PROMPT
Reproduce the entries below word for word, starting at the line containing "One keypoint belongs to every instance. Tag the pediment" and continuing through the final line of the entries.
************
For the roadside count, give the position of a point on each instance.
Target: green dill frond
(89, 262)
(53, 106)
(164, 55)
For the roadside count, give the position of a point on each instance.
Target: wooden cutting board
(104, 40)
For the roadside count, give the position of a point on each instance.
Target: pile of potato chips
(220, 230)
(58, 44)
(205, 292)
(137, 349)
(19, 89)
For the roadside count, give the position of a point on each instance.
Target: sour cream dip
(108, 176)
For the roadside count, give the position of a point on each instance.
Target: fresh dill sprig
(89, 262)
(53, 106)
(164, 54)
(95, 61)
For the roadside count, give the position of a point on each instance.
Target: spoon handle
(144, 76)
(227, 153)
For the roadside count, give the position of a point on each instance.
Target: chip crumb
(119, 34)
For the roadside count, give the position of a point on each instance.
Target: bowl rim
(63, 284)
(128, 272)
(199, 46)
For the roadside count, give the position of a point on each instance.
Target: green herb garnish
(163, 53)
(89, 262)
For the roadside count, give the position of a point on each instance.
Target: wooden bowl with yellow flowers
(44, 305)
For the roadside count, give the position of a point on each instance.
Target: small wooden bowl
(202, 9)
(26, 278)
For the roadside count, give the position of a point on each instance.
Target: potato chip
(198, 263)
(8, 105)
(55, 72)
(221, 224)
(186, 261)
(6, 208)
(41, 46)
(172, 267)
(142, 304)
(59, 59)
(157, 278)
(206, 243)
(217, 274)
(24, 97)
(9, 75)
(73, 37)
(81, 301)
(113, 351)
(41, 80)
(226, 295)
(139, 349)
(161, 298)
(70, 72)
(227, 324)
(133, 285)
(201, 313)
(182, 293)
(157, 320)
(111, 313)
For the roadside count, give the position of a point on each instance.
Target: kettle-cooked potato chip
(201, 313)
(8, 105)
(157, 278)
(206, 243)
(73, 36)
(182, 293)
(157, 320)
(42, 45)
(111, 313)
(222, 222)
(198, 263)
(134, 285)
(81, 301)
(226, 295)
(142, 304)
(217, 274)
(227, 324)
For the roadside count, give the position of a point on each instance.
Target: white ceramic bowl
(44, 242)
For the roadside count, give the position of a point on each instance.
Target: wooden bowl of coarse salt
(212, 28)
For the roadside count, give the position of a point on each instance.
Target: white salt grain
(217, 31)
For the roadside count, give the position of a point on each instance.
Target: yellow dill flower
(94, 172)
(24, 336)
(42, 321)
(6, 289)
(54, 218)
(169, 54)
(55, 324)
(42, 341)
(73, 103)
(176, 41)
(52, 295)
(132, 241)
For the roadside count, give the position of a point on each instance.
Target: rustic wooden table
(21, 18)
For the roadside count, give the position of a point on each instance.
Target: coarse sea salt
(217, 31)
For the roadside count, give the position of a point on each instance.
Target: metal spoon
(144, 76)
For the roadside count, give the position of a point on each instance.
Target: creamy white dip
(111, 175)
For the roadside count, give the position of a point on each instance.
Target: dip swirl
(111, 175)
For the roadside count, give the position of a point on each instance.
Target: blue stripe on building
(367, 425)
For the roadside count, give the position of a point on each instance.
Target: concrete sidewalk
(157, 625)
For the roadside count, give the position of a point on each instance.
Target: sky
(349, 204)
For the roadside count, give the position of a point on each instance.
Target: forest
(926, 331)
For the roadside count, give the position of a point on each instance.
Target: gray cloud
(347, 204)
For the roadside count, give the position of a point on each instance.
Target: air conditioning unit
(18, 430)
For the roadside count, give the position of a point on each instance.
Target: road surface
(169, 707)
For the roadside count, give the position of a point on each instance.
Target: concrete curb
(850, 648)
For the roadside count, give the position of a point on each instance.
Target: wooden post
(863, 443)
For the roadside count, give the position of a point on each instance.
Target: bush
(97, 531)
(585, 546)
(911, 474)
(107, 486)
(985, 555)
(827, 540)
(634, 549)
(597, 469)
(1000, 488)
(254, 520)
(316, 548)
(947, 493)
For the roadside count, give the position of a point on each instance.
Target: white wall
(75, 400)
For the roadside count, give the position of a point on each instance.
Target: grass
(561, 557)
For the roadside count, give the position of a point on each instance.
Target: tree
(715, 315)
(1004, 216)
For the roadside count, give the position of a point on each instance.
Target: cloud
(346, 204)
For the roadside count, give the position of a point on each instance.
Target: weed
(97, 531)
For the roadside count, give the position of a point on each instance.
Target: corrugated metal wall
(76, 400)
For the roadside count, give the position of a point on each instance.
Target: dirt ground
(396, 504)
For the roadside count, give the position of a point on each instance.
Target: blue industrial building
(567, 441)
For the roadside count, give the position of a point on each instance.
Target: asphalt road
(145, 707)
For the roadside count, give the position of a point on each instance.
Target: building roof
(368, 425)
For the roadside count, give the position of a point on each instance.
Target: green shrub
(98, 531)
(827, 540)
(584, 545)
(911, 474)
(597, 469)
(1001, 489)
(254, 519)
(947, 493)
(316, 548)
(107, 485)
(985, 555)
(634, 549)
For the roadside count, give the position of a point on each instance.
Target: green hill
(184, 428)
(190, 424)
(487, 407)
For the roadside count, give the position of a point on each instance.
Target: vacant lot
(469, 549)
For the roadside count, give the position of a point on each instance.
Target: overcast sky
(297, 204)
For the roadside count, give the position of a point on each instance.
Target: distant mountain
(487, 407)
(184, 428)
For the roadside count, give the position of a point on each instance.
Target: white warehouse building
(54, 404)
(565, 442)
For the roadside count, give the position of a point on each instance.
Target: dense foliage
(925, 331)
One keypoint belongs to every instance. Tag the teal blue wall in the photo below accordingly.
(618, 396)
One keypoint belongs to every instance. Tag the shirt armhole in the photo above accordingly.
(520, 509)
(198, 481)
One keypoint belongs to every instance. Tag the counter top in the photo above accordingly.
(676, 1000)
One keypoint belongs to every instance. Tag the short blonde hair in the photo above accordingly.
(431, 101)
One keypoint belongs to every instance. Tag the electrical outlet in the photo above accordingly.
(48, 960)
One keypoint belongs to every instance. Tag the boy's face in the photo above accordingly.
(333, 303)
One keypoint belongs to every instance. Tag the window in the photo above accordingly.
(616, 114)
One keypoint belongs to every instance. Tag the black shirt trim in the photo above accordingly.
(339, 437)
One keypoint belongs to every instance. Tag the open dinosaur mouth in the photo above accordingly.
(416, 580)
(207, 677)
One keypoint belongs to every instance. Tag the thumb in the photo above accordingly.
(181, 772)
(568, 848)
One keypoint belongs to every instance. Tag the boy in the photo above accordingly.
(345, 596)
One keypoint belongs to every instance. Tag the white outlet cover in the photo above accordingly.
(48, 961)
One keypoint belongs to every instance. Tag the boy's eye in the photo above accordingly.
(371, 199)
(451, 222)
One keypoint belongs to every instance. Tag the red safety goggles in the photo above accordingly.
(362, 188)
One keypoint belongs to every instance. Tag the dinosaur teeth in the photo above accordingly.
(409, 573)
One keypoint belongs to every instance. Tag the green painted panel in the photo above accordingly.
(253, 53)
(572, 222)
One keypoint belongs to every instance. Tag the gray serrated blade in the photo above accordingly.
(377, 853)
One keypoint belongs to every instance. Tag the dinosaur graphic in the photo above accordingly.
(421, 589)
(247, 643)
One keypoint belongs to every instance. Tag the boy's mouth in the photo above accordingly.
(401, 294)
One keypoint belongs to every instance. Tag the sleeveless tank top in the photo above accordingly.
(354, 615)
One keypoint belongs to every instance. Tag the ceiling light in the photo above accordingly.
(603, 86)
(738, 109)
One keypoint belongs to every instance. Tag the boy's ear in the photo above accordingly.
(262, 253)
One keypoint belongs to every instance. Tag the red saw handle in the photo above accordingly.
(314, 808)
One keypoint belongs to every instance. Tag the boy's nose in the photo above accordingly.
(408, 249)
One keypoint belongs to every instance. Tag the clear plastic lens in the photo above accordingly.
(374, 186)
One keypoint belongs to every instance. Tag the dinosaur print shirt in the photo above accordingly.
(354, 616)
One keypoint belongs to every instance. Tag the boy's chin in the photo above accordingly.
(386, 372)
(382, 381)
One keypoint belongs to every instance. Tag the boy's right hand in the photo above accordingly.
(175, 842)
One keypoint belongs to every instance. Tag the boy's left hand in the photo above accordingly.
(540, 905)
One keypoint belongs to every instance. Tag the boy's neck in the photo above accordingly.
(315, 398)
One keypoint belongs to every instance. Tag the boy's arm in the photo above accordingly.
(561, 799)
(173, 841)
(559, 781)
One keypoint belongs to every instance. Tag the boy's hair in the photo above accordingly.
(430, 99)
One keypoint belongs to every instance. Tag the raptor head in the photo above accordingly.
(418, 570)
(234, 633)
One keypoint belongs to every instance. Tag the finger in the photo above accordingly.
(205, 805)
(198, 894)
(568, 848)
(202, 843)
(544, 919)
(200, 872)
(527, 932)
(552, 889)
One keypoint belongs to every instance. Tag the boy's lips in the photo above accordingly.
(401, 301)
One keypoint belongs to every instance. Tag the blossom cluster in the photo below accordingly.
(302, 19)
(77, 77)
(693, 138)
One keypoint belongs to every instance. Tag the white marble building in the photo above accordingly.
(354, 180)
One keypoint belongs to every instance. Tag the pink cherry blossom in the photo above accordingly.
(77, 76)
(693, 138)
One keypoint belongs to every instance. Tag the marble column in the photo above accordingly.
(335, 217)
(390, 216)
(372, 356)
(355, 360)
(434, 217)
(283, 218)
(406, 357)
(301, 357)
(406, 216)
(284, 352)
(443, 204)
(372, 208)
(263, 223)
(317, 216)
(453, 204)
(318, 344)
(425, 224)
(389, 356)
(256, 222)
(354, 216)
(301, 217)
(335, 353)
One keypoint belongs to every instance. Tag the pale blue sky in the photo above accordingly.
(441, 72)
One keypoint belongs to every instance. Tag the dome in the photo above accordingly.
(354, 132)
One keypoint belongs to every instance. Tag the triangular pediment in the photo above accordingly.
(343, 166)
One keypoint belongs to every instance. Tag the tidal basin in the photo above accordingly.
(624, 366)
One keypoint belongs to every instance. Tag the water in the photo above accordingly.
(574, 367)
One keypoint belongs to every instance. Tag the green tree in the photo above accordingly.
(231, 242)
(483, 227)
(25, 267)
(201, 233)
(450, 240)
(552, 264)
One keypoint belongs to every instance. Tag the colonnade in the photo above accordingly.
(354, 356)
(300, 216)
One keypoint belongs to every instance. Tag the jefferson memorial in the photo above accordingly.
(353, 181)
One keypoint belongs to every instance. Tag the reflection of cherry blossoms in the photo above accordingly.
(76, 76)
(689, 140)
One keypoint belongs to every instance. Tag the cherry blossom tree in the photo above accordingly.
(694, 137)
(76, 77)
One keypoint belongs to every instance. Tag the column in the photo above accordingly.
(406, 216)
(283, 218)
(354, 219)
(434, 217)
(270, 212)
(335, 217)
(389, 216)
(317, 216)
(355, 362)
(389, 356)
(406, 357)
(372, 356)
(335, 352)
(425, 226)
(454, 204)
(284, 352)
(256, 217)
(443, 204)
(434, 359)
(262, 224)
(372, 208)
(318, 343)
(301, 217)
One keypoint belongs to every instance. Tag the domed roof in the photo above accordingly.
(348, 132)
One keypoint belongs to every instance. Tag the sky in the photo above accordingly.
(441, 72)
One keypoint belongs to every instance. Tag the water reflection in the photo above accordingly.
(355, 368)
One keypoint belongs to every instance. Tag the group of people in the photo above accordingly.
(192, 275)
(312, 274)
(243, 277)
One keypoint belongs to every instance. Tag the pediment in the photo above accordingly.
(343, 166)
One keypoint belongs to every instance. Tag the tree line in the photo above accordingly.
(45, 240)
************
REPLY TO THE EXERCISE
One keypoint belongs to every instance. Tag the pediment in the photo above accordingly.
(343, 166)
One keypoint belongs to every instance. Tag the tree line in the photo above accordingly.
(45, 240)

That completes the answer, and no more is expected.